## 本文抜粋
------------------------------------------------
見出し画像

「ワーケーションはアウトドアでなくてはいけない」アウトドアがもたらす新たな働き方とは

スペースキーの小野です。ポストコロナ、withコロナの働き方として最近にわかに注目を集めている「ワーケーション」、みなさんがご存じですか?本記事ではワーケーションの一般的な概念をはじめ、アウトドア×ワーケーションで期待できることなどを専門家にインタビュー。今後の働き方の参考にしてみてはいかがでしょうか。


画像1

株式会社リゾートコミュニケーションデザイン 代表取締役 加藤 文人氏

三井不動産販売株式会社(現 三井不動産リアルティ株式会社)入社。キャンピングカーでのキャンプに魅了され、1995年に新規事業としてPICAを設立。数々のキャンプ場の開発・運営に携わる。2009年に独立。エコビレッジ、パーマカルチャーを取り入れたキャンプ場の開発、地域開発のパイオニアとして日本各地の地域再生・活性化に携わる。


ワーケーションの概念


-よろしくお願いいたします!早速ですが、「ワーケーション」についておしえてください!

まず語源について。ワーケーションとは2010年代に欧米で生まれた言葉で、“Work”と“Vacation”を足した造語です。意味もそのままで、“働く”と“遊ぶ”を融合するということですね。例えば、家族との旅行で「午前中は仕事、午後はサーフィンして遊ぶ」など、1日の中で働く時間と遊ぶ時間を混合させる過ごし方になります。

ワーケーションの1番のメリットは、仕事へ影響を与えずに長期の旅行もできること。「仕事が忙しくて、家族と旅行ができない!」という人にも、仕事を持ち出すことができれば、長期でハワイ滞在も可能になるんです。私はかつて山中湖にPICAというキャンプ場を作ったのですが、目指していたのはまさに仕事もできるキャンプ場。当時はワーケーションという言葉もなかったので、「ワーキングリゾート」と称して(試行錯誤して作りました)その世界観の共有を推進していました。

ワーケーションでよく聞くのが、「遊びに行った先でも仕事するの!?」というややネガティブなご意見。受け取り方は人それぞれですが、外で仕事ができるからこそ長期で遊びに行けるのだと私は捉えています。

-発祥が欧米とのことですが、欧米ではワーケーションはメジャーな存在なのでしょうか?

正直、メジャーとは言い難い。そういった意味では、ブレジャーが主流です。ブレジャーとは、出張の前後にレジャーとしての滞在期間をプラスすること。例えば、欧米の方が日本まで出張にいらして、「せっかく来たのだから京都観光していこう」みたいな過ごし方ですね。だからなのか、日本では京都で行われる学会が人気というのは余談ですが。
------------------------------------------------
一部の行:
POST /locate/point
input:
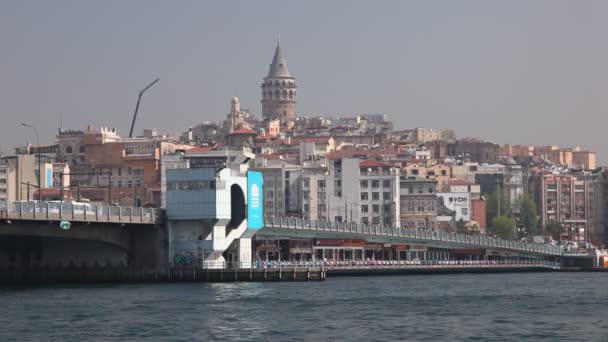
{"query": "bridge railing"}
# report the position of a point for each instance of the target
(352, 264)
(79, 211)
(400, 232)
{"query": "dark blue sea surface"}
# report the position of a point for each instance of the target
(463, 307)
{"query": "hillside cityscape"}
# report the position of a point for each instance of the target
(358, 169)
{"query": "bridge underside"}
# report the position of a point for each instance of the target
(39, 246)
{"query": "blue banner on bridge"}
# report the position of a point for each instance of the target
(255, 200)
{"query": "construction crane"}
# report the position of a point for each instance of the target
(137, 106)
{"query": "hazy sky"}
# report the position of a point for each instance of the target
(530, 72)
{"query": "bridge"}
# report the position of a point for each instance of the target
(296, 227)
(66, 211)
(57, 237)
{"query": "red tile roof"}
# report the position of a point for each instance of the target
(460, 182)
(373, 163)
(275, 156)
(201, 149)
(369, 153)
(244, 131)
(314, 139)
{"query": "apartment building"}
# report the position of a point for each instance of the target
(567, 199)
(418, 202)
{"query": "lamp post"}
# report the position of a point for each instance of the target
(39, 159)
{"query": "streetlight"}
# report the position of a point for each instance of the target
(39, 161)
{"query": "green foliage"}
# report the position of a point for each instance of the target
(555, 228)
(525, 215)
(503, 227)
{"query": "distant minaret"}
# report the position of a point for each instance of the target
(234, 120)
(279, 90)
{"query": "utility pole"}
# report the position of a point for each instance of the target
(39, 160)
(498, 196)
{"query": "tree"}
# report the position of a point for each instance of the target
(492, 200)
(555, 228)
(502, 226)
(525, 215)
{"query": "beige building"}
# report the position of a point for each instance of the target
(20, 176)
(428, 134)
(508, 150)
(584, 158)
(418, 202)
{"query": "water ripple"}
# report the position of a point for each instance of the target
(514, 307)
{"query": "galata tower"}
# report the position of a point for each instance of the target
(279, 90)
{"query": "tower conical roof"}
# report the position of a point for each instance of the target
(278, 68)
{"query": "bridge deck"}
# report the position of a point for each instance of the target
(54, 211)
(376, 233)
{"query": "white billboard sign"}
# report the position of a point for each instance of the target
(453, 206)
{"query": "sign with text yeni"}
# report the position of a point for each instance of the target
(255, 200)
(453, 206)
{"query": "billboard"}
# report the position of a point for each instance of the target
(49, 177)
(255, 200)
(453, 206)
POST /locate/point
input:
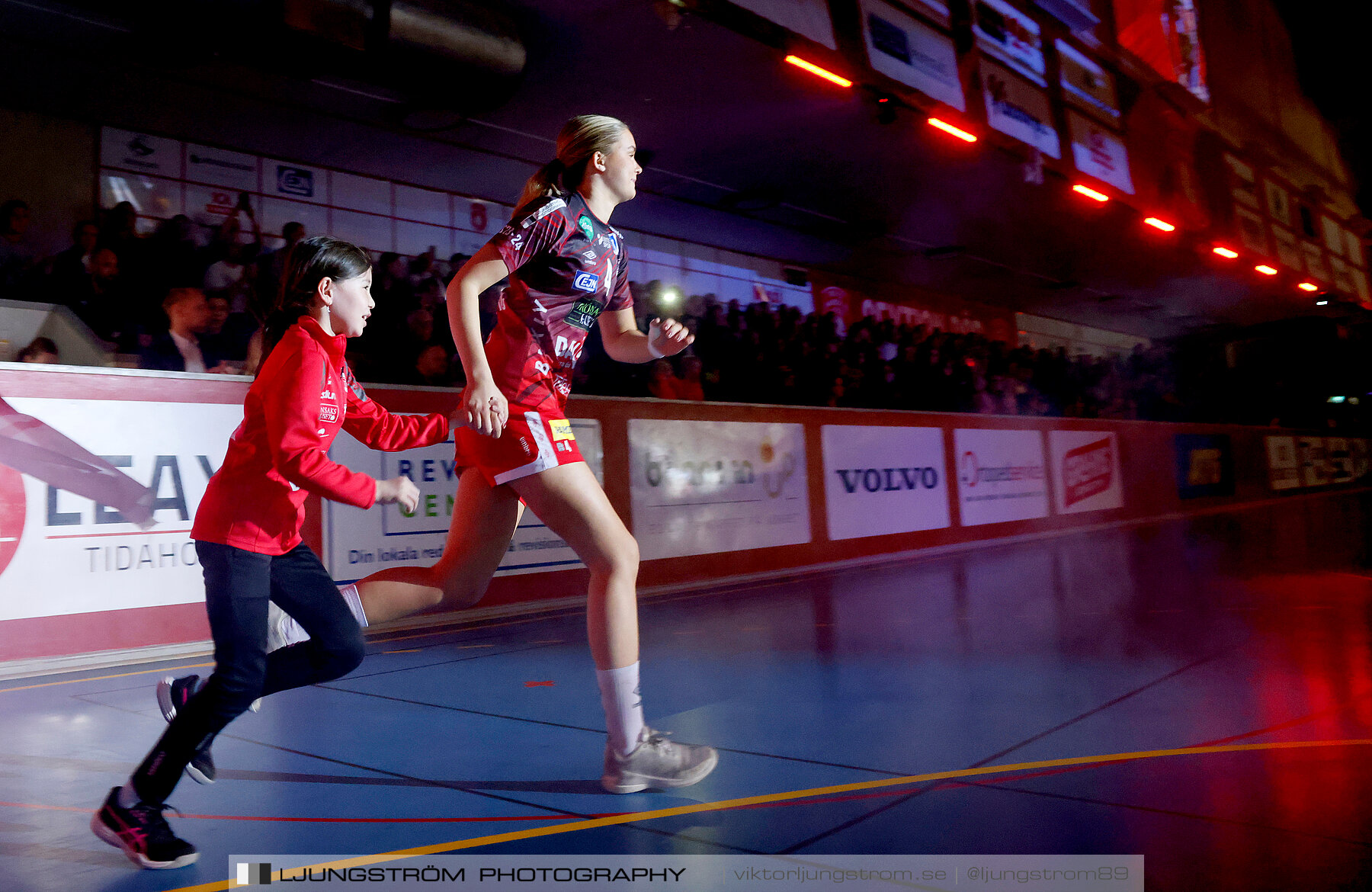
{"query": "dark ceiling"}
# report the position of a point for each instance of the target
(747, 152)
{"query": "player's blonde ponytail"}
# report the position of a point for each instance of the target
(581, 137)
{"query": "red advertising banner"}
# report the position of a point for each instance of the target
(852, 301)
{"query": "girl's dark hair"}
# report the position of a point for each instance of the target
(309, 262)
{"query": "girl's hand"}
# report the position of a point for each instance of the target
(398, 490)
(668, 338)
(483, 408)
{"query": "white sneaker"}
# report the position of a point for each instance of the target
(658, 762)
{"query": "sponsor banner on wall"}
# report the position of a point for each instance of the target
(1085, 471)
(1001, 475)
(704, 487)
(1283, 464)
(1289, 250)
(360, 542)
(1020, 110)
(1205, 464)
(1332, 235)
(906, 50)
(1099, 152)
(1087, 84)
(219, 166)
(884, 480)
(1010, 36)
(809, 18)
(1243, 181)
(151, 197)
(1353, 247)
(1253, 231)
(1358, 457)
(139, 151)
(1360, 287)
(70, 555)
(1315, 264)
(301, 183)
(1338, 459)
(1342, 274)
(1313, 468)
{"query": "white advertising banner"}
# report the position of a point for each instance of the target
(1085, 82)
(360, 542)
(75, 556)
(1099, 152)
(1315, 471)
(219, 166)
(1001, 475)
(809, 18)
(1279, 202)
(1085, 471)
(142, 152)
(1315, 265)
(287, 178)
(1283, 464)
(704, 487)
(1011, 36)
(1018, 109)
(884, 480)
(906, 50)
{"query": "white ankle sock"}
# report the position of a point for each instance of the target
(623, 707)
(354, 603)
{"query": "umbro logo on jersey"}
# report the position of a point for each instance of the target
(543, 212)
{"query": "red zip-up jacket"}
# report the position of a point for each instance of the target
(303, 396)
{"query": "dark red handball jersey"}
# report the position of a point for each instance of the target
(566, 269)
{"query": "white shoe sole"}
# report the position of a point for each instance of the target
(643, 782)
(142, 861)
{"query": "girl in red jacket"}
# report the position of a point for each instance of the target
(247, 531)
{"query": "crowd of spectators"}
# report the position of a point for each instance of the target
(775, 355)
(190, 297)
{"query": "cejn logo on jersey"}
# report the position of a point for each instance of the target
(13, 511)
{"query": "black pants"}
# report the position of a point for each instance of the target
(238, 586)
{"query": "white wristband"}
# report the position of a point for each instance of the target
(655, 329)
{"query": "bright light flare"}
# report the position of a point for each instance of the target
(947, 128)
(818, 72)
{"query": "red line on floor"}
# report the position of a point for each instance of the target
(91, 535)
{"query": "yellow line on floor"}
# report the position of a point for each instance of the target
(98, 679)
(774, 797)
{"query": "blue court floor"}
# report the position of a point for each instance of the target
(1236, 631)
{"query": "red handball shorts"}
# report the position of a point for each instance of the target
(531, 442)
------------------------------------------------
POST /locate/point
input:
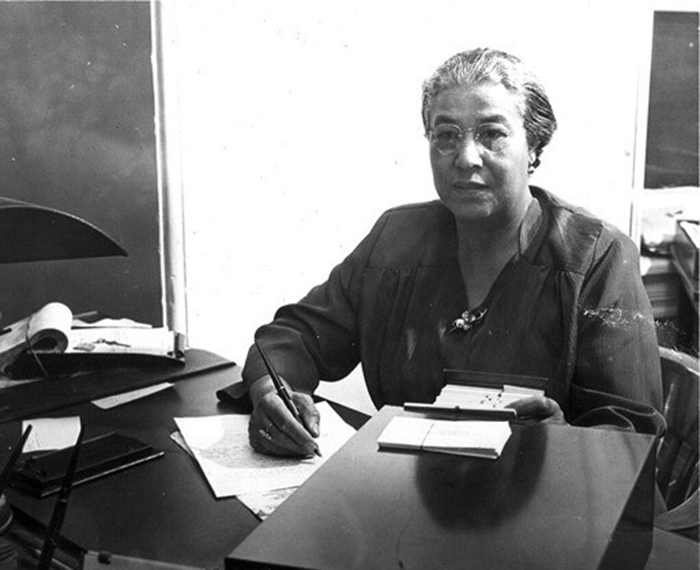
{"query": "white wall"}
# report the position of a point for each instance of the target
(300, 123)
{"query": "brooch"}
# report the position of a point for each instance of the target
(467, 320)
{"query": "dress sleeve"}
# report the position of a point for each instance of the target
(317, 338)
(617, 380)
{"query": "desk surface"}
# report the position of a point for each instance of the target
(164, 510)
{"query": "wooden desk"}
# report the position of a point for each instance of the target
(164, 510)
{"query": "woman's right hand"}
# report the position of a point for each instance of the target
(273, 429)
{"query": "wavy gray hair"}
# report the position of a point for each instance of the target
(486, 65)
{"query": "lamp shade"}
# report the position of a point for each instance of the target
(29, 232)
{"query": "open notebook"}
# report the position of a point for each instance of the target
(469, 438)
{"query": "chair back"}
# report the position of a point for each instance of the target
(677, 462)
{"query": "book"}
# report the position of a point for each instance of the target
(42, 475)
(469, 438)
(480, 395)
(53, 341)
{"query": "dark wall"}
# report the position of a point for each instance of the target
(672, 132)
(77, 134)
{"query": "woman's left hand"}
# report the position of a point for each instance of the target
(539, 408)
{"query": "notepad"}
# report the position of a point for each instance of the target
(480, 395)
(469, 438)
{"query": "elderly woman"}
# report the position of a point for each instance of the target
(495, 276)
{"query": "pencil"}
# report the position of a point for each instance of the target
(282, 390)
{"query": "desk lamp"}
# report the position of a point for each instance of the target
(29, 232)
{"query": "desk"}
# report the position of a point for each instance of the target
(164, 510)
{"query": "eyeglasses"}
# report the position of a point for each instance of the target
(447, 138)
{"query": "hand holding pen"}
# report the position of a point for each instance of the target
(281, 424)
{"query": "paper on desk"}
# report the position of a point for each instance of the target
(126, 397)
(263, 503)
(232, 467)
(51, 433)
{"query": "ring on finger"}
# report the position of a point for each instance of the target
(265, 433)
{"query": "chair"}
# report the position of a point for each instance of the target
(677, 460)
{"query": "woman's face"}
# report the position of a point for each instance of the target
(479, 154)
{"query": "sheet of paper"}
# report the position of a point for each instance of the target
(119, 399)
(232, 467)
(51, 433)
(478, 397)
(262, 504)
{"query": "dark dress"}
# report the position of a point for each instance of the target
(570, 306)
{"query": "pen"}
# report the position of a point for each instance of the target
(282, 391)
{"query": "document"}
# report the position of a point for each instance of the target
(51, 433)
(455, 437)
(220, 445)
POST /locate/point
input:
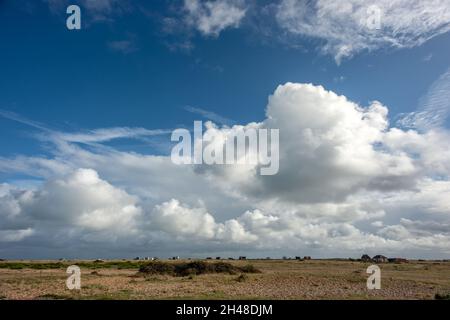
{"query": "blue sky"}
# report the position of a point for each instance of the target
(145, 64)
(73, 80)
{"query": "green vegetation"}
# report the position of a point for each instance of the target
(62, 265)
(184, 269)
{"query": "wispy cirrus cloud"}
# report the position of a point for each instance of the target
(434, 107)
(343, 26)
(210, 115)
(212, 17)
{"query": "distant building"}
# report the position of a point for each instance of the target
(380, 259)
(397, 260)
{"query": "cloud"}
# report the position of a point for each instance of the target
------------------------------------------------
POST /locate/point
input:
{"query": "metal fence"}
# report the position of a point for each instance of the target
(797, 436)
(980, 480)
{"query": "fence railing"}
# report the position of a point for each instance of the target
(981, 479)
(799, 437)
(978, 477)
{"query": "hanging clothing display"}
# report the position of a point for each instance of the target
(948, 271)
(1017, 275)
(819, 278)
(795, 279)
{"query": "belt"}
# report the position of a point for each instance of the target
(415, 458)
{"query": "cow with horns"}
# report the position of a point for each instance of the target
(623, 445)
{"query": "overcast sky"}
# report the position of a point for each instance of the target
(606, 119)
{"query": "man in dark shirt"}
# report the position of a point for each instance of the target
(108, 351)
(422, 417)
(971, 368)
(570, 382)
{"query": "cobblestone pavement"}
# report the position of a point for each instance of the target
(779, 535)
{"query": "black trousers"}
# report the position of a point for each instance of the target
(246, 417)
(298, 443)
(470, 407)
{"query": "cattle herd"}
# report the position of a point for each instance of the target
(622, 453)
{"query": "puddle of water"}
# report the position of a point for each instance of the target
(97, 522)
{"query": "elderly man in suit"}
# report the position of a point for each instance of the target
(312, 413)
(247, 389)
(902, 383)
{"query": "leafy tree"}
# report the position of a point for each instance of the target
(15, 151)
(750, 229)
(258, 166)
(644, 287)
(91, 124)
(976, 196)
------------------------------------------------
## 作業指示 1
次の(a)〜(c)が本文抜粋の記述と合うかどうかを判定し、それぞれ「はい」か「いいえ」で答えたうえで、決め手となる本文抜粋の語句をそのまま引用してください。(a) ワーケーションは2010年代に欧米で生まれた言葉である。(b) 欧米ではワーケーションが主流である。(c) 加藤文人氏は2009年に独立した。
## 作業指示 2
本文抜粋によると、加藤氏は山中湖に作ったキャンプ場の世界観を、当時どのような言葉で称していましたか。
## 作業指示 3
本文抜粋のうち、「-よろしくお願いいたします!」から「が人気というのは余談ですが。」までの部分を一字も変えずに書き写してください。
行ではなく本文抜粋だけを根拠にしてください。

## 正解 1
(a) はい。「ワーケーションとは2010年代に欧米で生まれた言葉で」
(b) いいえ。「正直、メジャーとは言い難い。そういった意味では、ブレジャーが主流です。」
(c) はい。「2009年に独立。」

## 正解 2
「ワーキングリゾート」と称していました。

## 正解 3
-よろしくお願いいたします!早速ですが、「ワーケーション」についておしえてください!

まず語源について。ワーケーションとは2010年代に欧米で生まれた言葉で、“Work”と“Vacation”を足した造語です。意味もそのままで、“働く”と“遊ぶ”を融合するということですね。例えば、家族との旅行で「午前中は仕事、午後はサーフィンして遊ぶ」など、1日の中で働く時間と遊ぶ時間を混合させる過ごし方になります。

ワーケーションの1番のメリットは、仕事へ影響を与えずに長期の旅行もできること。「仕事が忙しくて、家族と旅行ができない!」という人にも、仕事を持ち出すことができれば、長期でハワイ滞在も可能になるんです。私はかつて山中湖にPICAというキャンプ場を作ったのですが、目指していたのはまさに仕事もできるキャンプ場。当時はワーケーションという言葉もなかったので、「ワーキングリゾート」と称して(試行錯誤して作りました)その世界観の共有を推進していました。

ワーケーションでよく聞くのが、「遊びに行った先でも仕事するの!?」というややネガティブなご意見。受け取り方は人それぞれですが、外で仕事ができるからこそ長期で遊びに行けるのだと私は捉えています。

-発祥が欧米とのことですが、欧米ではワーケーションはメジャーな存在なのでしょうか?

正直、メジャーとは言い難い。そういった意味では、ブレジャーが主流です。ブレジャーとは、出張の前後にレジャーとしての滞在期間をプラスすること。例えば、欧米の方が日本まで出張にいらして、「せっかく来たのだから京都観光していこう」みたいな過ごし方ですね。だからなのか、日本では京都で行われる学会が人気というのは余談ですが。